→ **EXERCISE AIM**: Reproduce word for word the stretch of the journal entry below from "I'm not saying" through "him in person.".

I'm not saying my story is worse than yours, or trying to make it seem that way. I'm just getting my emotions out one word at a time, and when I feel like writing, I write, and the passion, anger, and hurt are there.

It's absolutely killing me. It's killing me not telling my dad about me finding my brother. Never mentioning my brother. My dad has not once ever told me I have a half-brother. Trying to process the fact that I have found him after twenty-four years is another surprise, I'm still trying to wrap my head around this concept after a few months. The funny thing is, we must be pretty similar because we've only messaged each other, on Facebook, haven't called or video'd, nothing like that. Can't wait to meet him in person.

12/1/2017

The depression died. For now. I have this warmth glow emerging from my heart that is illuminating out of me like the sun. How? I feel like the Grinch after he gave back all the presents to the Who's.

→ **STORED DATA**:
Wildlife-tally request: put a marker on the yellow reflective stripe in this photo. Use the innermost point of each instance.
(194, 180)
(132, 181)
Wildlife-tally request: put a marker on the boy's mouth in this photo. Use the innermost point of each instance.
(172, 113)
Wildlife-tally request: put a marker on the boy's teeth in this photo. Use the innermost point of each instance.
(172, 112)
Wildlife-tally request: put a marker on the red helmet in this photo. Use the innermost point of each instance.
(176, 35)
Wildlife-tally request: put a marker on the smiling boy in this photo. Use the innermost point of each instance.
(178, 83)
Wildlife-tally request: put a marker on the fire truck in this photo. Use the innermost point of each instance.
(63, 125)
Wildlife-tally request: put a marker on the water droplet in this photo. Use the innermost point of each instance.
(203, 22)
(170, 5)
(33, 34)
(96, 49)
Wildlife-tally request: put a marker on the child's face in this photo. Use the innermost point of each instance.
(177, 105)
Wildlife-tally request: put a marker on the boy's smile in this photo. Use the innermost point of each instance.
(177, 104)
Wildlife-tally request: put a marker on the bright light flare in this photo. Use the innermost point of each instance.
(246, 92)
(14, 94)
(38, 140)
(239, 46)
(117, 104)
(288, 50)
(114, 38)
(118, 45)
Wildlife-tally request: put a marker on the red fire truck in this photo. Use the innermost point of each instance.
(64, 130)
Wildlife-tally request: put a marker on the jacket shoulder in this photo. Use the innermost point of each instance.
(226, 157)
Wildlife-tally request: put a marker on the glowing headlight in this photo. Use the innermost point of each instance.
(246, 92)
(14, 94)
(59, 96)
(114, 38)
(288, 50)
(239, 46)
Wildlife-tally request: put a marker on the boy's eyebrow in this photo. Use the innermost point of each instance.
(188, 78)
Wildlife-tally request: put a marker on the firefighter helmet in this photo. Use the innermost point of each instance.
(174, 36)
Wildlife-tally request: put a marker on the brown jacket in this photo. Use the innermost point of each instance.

→ **THE COMPLETED TASK**:
I'm not saying my story is worse than yours, or trying to make it seem that way. I'm just getting my emotions out one word at a time, and when I feel like writing, I write, and the passion, anger, and hurt are there.

It's absolutely killing me. It's killing me not telling my dad about me finding my brother. Never mentioning my brother. My dad has not once ever told me I have a half-brother. Trying to process the fact that I have found him after twenty-four years is another surprise, I'm still trying to wrap my head around this concept after a few months. The funny thing is, we must be pretty similar because we've only messaged each other, on Facebook, haven't called or video'd, nothing like that. Can't wait to meet him in person.